= Source text =
▼
If Jeb Bush were caught, on a secret recording, dissing John McCain for getting captured by the North Vietnamese, he’d be denounced by every Republican living, even his dad. If Ted Cruz told a female staffer she’d look better on her knees, he’d be sent back to Canada.
So why is that from the billionaire candidate Donald Trump, wide-open narcissism, sexism, and anti-Mexican racism are accepted, even applauded? Maybe because Trump fits so comfortably into a mood of malcontent skepticism. Think George Wallace and Curtis LeMay before him: crazy or cynical, maybe, but in a familiar, American way.
So this week we’re looking for the many meanings in the Donald’s for-now popularity, and asking what his long candidacy might mean a new understanding of what America’s looking forward after Obama. So with historians Rick Perlstein and Heather Cox Richardson, and a chorus of voices, let us count the ways.
1. Trump’s a TV brand.
Trump has brought a certain televisual atmosphere with him — the look of entertainment news, The Apprentice and advertising, roasts and resort vacations — into an otherwise stale and overcrowded horse race. Our guest Jeet Heer says the Trump candidacy works like professional wrestling — it becomes scripted battle, and spectacularly vulgar. (We shouldn’t forget Trump himself has thrown a few punches at Wrestlemania.)
2. He’s a high-school archetype.
The novelist of Election and screenwriter Tom Perrotta told us that Trump’s a kind of callback to high school: the entitled-and-he-knows-it prom king who has the car, the girl and the grades (despite not working). And all he sees around him are losers. Look at Trump’s first appearance in the New York Times: at age 27, already with a monogram license plate on his Cadillac.
3. He’s an aspirational figure.
▲
= Supplied data =
▼
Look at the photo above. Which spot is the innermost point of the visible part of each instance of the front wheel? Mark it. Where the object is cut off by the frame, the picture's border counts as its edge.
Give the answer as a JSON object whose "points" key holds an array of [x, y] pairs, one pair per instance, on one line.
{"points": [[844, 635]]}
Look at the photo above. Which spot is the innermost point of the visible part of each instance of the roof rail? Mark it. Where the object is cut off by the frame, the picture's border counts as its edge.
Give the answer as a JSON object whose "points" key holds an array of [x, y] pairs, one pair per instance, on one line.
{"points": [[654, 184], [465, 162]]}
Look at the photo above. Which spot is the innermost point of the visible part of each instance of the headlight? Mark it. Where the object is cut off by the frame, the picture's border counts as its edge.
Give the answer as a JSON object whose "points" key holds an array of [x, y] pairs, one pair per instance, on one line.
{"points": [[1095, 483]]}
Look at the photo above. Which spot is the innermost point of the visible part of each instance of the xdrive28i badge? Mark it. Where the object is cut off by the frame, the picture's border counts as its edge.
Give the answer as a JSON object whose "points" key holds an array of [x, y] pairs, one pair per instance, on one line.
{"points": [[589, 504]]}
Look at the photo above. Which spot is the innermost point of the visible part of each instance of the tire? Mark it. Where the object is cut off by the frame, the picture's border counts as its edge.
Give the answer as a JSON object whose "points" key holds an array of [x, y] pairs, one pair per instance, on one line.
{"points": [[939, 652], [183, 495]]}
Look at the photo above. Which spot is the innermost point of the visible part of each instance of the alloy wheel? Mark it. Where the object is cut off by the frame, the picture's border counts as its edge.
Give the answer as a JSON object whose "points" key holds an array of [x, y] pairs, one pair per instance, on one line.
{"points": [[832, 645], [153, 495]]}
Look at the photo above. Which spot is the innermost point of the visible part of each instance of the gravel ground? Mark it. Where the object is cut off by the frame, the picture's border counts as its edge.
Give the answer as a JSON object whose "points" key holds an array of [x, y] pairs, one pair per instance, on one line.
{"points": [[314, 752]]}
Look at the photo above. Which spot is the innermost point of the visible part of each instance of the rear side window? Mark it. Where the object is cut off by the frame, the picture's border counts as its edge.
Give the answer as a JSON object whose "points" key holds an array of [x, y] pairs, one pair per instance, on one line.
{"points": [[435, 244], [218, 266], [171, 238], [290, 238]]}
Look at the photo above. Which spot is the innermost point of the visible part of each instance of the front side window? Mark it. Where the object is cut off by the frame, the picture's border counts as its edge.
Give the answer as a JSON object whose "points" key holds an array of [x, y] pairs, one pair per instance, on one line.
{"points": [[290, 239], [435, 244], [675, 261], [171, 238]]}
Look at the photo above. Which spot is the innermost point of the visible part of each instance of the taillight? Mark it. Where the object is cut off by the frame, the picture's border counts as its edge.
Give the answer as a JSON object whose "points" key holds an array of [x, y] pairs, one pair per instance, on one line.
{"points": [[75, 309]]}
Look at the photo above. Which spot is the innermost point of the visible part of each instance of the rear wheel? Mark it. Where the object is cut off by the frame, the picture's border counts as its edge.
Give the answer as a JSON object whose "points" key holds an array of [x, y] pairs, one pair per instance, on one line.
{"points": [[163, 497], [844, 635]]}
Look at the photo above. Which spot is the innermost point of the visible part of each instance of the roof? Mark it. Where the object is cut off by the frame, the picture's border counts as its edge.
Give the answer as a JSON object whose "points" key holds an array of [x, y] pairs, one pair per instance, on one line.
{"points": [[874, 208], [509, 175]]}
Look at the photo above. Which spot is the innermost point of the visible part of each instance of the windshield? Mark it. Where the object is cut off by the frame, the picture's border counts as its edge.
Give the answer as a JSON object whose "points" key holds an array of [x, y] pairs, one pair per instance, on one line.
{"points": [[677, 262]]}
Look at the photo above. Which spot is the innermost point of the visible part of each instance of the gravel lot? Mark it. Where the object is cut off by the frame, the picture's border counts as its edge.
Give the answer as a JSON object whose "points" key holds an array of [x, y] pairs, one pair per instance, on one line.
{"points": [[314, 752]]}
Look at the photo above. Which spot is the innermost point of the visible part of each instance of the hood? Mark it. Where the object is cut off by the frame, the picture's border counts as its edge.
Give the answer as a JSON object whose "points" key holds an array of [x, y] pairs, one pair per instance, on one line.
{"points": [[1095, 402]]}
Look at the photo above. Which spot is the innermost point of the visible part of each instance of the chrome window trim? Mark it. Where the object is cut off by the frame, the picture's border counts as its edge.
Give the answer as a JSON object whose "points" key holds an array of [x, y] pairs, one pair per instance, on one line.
▲
= What the task asks =
Set down the passage of the Trump candidacy text starting with "Trump has brought" and going on through "punches at Wrestlemania.)". Work only from the text about Trump's candidacy.

= Worked solution =
Trump has brought a certain televisual atmosphere with him — the look of entertainment news, The Apprentice and advertising, roasts and resort vacations — into an otherwise stale and overcrowded horse race. Our guest Jeet Heer says the Trump candidacy works like professional wrestling — it becomes scripted battle, and spectacularly vulgar. (We shouldn’t forget Trump himself has thrown a few punches at Wrestlemania.)